### [Direction 1]
In the biography of Aravinda Bala Pajanor, rewrite the passage from "Aravinda Bala Pajanor" to "his B.L. degree.", putting "Madras" in place of "Chennai".
### [Direction 2]
Translate this sentence from the biography of Aravinda Bala Pajanor into Spanish: "He was elected to the 5th and 6th Lok Sabha from Puducherry parliamentary constituency."
### [Direction 3]
According to the biography of Aravinda Bala Pajanor, at which college did he obtain his B.L. degree?

Aravinda Bala Pajanor (5 December 1935  20 March 2013; also spelled Aravinda Bala Pazhanoor) was an Indian politician, lawyer, and former minister of Petroleum and Natural Gas in the government of India. He was elected to the 5th and 6th Lok Sabha from Puducherry parliamentary constituency. A member of the All India Anna Dravida Munnetra Kazhagam (AIADMK), he was the first politician of AIADMK party who was elected as union minister.

Biography 
He was born to Appasamy Pajanor on 5 December 1935 at Karaikal town in Pondicherry, India. He received his education from St. Mary's Matriculation High School, Karaikal, St. Joseph's College, Tiruchirappalli, and Loyola College, Chennai. He later attended Dr. Ambedkar Government Law College, Chennai where he obtained his B.L. degree.

### [Data listing]
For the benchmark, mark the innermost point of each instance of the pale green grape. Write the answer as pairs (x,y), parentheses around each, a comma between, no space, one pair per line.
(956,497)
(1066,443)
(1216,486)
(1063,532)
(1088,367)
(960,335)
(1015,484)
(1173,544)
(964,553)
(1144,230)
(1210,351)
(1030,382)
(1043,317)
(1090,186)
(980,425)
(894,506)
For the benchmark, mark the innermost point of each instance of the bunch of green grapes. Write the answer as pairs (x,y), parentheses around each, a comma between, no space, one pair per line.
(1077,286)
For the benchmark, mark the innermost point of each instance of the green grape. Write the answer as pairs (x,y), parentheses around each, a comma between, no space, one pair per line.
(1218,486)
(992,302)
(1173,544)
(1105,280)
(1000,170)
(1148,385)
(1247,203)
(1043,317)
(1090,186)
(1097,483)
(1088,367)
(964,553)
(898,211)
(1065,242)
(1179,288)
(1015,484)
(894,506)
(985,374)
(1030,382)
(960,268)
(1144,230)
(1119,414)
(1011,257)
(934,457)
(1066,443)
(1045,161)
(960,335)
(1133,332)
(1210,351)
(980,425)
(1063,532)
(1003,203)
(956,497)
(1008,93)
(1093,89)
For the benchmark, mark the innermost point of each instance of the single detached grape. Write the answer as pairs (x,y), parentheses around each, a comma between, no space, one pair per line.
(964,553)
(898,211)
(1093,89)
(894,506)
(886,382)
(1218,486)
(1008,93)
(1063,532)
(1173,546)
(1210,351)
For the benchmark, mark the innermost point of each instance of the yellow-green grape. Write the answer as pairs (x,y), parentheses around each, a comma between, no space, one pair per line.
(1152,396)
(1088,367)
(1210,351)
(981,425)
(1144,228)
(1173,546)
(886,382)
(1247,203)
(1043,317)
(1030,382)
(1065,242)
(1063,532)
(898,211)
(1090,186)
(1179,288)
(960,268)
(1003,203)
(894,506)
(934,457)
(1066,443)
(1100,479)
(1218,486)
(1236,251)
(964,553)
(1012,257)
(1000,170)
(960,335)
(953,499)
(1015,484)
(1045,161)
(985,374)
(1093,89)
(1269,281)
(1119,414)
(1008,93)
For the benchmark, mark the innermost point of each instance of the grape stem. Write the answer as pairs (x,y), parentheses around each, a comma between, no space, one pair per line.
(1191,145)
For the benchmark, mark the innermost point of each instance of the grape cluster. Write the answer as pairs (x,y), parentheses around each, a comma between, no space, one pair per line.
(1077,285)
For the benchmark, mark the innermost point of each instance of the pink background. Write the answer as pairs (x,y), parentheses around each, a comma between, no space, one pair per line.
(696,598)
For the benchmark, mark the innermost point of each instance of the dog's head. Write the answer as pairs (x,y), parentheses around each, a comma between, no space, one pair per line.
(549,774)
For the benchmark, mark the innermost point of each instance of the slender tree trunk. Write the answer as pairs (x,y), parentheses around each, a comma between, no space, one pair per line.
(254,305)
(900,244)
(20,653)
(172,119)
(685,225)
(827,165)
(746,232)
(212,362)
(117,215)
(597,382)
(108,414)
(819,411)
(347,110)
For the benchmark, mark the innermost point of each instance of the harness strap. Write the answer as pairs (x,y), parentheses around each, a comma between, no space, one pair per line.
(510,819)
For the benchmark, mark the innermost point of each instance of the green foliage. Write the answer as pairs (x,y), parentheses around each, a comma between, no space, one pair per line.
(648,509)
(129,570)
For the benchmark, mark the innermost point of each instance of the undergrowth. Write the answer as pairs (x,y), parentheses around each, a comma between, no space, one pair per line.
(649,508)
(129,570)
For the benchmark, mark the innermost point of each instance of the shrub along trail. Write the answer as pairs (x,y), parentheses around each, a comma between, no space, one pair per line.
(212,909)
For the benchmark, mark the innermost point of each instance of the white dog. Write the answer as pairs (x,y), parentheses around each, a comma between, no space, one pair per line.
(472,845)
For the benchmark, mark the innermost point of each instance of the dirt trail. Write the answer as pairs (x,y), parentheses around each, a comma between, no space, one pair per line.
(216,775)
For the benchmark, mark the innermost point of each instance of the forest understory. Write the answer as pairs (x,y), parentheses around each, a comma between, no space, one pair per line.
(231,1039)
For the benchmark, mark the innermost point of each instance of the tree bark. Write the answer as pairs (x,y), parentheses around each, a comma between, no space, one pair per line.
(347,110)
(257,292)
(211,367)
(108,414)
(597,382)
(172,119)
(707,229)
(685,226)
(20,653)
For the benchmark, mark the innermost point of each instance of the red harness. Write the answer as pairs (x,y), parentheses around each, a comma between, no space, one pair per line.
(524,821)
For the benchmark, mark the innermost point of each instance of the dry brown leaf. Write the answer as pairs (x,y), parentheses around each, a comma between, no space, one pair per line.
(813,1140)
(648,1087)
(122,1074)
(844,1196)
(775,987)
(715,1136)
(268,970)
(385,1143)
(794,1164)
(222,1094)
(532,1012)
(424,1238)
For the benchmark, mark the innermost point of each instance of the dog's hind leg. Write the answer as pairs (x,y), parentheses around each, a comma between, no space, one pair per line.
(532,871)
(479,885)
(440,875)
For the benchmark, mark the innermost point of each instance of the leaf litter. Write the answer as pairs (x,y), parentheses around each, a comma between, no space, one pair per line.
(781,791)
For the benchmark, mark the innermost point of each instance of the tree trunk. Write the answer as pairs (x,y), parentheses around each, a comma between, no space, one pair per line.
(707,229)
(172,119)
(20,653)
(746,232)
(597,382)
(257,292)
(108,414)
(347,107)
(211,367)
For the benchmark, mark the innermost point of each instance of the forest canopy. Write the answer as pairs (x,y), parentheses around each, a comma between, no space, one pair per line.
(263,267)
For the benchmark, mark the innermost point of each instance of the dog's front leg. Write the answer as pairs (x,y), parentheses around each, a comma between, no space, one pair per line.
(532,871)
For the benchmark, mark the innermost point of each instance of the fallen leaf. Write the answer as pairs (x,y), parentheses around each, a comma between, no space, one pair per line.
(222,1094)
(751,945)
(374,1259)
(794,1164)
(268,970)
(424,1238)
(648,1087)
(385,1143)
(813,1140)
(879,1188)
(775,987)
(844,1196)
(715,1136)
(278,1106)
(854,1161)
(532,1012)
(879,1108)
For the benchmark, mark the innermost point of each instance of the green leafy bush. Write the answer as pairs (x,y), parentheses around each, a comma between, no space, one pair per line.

### [Correct result 1]
Aravinda Bala Pajanor (5 December 1935  20 March 2013; also spelled Aravinda Bala Pazhanoor) was an Indian politician, lawyer, and former minister of Petroleum and Natural Gas in the government of India. He was elected to the 5th and 6th Lok Sabha from Puducherry parliamentary constituency. A member of the All India Anna Dravida Munnetra Kazhagam (AIADMK), he was the first politician of AIADMK party who was elected as union minister.

Biography 
He was born to Appasamy Pajanor on 5 December 1935 at Karaikal town in Pondicherry, India. He received his education from St. Mary's Matriculation High School, Karaikal, St. Joseph's College, Tiruchirappalli, and Loyola College, Madras. He later attended Dr. Ambedkar Government Law College, Madras where he obtained his B.L. degree.

### [Correct result 2]
Fue elegido para la 5.ª y la 6.ª Lok Sabha por la circunscripción parlamentaria de Puducherry.

### [Correct result 3]
Dr. Ambedkar Government Law College, Chennai.